EXTRACTED RECORDS:
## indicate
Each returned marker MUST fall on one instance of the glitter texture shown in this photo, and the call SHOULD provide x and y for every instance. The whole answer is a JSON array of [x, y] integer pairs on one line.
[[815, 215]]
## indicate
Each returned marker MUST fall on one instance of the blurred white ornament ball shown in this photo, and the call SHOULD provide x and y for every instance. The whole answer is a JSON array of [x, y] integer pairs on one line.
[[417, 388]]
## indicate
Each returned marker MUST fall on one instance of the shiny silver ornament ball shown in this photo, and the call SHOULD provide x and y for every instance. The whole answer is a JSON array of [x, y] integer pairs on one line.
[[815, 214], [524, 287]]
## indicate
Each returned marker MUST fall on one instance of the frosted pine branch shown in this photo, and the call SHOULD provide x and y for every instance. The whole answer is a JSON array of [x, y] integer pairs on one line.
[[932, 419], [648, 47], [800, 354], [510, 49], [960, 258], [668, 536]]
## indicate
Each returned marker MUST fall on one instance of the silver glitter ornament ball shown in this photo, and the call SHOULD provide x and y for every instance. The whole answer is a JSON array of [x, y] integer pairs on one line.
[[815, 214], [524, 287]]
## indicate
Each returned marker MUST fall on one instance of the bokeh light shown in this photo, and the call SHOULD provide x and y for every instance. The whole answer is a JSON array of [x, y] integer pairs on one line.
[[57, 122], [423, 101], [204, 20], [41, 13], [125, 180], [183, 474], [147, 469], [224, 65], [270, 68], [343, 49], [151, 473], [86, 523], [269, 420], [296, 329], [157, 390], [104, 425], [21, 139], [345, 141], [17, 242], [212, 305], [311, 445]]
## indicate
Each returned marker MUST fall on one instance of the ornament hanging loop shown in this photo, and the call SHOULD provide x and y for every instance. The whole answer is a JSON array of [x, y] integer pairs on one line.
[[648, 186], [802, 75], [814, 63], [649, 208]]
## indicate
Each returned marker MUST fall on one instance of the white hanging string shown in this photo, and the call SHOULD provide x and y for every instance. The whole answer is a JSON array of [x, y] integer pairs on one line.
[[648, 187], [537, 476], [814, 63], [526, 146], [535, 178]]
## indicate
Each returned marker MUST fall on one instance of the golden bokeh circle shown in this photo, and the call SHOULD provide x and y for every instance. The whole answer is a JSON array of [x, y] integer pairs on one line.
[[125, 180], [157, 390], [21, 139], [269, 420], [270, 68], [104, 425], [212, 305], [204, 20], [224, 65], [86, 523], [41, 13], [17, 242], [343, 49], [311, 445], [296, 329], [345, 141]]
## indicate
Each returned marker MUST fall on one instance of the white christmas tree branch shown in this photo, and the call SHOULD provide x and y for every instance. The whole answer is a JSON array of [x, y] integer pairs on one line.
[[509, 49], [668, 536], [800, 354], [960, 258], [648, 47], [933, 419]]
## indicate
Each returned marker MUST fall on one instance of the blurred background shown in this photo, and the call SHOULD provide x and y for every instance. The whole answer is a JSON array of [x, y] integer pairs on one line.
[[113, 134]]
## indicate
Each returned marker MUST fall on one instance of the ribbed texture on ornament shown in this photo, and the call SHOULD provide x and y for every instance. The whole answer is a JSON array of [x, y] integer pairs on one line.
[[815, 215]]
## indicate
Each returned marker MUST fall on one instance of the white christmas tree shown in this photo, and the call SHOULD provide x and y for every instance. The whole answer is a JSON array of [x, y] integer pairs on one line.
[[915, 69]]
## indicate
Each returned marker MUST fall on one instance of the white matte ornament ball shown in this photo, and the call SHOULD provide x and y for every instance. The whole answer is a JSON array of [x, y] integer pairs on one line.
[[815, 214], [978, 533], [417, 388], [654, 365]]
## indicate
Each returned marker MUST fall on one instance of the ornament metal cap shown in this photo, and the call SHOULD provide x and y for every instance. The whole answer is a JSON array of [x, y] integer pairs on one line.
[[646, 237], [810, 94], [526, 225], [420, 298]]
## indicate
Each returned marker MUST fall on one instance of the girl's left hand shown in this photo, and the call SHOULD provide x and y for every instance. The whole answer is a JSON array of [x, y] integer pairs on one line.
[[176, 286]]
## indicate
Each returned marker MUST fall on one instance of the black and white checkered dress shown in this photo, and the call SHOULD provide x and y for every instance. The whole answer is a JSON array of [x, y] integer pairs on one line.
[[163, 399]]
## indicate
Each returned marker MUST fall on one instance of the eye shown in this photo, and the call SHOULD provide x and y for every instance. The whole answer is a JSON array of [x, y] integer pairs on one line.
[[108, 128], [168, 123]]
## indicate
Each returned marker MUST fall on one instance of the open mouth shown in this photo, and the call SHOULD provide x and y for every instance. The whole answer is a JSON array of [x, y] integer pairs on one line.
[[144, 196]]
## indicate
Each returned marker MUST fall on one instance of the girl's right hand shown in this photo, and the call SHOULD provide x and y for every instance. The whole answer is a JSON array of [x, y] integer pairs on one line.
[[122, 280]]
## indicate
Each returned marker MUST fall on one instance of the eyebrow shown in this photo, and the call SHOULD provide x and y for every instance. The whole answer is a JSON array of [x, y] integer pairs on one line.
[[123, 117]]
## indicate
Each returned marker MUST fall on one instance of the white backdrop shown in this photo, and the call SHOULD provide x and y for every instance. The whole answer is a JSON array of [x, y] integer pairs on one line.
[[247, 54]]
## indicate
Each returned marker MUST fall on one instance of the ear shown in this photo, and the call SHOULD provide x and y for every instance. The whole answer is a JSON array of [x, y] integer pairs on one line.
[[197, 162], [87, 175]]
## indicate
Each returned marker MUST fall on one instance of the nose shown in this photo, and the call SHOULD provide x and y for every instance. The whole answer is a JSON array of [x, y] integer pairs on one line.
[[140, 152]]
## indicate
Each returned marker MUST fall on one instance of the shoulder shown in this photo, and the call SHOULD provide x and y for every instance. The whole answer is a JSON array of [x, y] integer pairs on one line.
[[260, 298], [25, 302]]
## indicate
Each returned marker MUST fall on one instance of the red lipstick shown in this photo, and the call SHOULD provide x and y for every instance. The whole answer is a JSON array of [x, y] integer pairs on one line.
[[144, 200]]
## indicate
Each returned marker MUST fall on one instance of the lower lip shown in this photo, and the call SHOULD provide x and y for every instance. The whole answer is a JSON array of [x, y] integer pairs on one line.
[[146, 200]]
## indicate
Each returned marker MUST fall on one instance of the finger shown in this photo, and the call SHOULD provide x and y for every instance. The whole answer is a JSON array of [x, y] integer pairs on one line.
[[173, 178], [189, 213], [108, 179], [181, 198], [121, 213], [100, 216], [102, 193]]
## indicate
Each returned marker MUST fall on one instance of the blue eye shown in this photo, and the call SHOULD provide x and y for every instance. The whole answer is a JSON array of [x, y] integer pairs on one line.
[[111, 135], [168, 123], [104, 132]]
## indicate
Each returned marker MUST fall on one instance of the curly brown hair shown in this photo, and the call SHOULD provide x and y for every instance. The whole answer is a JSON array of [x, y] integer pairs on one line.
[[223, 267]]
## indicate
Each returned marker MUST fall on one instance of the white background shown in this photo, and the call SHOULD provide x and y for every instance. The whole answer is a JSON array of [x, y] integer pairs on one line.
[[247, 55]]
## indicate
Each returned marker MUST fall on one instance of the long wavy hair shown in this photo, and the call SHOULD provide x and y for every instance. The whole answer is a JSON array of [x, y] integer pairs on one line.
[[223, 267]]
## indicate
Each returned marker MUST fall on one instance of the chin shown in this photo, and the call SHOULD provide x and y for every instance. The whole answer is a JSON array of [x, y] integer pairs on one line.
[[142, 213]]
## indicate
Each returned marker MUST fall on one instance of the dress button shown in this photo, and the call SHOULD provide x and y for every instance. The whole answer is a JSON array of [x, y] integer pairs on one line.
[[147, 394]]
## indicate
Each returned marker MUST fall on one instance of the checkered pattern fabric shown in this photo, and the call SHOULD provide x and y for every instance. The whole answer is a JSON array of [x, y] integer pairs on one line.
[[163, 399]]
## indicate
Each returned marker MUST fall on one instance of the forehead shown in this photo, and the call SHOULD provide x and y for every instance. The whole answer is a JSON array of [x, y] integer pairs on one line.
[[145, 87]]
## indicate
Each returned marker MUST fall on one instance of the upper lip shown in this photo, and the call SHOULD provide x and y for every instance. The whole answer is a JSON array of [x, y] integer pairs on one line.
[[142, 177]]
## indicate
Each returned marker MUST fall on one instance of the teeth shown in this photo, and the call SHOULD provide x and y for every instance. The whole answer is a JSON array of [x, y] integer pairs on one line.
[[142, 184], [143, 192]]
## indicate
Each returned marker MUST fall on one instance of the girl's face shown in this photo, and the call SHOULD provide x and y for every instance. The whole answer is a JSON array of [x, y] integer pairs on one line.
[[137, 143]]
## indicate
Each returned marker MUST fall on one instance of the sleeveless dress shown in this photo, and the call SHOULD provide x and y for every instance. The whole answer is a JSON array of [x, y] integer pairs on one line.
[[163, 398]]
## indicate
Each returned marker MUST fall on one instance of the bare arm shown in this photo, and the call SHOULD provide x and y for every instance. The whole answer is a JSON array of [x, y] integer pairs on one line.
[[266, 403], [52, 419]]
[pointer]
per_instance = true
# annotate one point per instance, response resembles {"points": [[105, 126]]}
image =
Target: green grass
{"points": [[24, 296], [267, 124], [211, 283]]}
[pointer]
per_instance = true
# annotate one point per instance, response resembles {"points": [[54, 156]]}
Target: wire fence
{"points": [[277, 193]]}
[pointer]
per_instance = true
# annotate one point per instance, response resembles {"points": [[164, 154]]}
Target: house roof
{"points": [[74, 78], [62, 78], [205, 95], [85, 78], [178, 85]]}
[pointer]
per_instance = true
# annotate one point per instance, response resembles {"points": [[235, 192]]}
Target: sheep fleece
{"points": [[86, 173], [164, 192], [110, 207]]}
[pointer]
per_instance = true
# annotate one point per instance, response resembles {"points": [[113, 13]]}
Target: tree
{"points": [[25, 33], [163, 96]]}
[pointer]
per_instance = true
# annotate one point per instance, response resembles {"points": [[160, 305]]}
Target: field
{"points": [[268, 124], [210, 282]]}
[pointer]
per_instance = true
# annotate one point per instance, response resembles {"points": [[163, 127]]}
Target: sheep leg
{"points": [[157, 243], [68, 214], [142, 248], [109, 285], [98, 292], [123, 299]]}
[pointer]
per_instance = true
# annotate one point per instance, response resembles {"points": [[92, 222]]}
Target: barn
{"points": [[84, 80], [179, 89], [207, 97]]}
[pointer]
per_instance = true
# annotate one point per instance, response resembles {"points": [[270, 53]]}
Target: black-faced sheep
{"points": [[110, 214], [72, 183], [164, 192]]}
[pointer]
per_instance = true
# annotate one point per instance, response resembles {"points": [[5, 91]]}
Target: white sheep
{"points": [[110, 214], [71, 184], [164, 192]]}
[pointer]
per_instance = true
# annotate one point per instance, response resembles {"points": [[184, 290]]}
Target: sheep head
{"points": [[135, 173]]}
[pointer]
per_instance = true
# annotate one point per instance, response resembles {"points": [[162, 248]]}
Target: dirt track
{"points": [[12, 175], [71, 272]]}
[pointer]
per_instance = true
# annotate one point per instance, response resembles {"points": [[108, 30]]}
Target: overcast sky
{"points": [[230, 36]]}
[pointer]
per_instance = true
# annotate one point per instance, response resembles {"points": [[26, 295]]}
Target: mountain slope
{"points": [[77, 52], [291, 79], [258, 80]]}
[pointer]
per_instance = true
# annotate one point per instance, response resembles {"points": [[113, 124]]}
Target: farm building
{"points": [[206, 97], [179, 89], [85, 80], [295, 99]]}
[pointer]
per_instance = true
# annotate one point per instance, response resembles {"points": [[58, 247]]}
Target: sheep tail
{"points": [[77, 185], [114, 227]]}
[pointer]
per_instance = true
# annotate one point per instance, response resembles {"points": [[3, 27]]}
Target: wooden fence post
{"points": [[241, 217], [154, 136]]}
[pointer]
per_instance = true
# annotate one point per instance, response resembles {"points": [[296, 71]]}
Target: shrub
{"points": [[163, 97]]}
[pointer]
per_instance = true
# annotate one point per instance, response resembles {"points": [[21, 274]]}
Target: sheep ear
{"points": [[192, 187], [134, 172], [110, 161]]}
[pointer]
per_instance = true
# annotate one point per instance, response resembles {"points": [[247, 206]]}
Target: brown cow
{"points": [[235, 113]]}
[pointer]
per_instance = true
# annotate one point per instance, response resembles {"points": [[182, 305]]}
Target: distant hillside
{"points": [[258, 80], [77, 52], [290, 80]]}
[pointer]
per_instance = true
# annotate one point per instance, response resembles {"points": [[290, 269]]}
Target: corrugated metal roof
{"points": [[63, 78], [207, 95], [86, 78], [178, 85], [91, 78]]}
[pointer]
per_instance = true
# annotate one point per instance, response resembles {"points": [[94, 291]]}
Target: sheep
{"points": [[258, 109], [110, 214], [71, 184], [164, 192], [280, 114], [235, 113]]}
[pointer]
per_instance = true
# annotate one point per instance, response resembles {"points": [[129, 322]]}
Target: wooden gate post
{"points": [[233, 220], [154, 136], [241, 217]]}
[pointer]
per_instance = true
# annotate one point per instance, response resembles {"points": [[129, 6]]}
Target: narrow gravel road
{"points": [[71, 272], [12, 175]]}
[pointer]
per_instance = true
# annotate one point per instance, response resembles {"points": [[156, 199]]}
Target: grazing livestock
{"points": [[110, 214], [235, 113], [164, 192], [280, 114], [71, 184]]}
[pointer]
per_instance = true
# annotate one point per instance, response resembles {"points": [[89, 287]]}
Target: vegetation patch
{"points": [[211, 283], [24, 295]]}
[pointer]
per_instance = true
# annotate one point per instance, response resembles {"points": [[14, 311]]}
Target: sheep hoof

GIVEN EXERCISE:
Pull out every line in the items above that contains the string "silver", matching case exactly.

WORKED ANSWER:
Each returned marker MUST fall on one instance of the shiny silver ornament ball shown in this photo, and the call SHOULD provide x and y for every instance. The whole answer is a JSON array of [x, y] integer pairs on one line.
Each returned marker MUST fall on one instance of the silver glitter ornament ball shown in this photo, and the call SHOULD provide x and y for every instance. The whole answer is a JSON array of [x, y] integer pairs on one line.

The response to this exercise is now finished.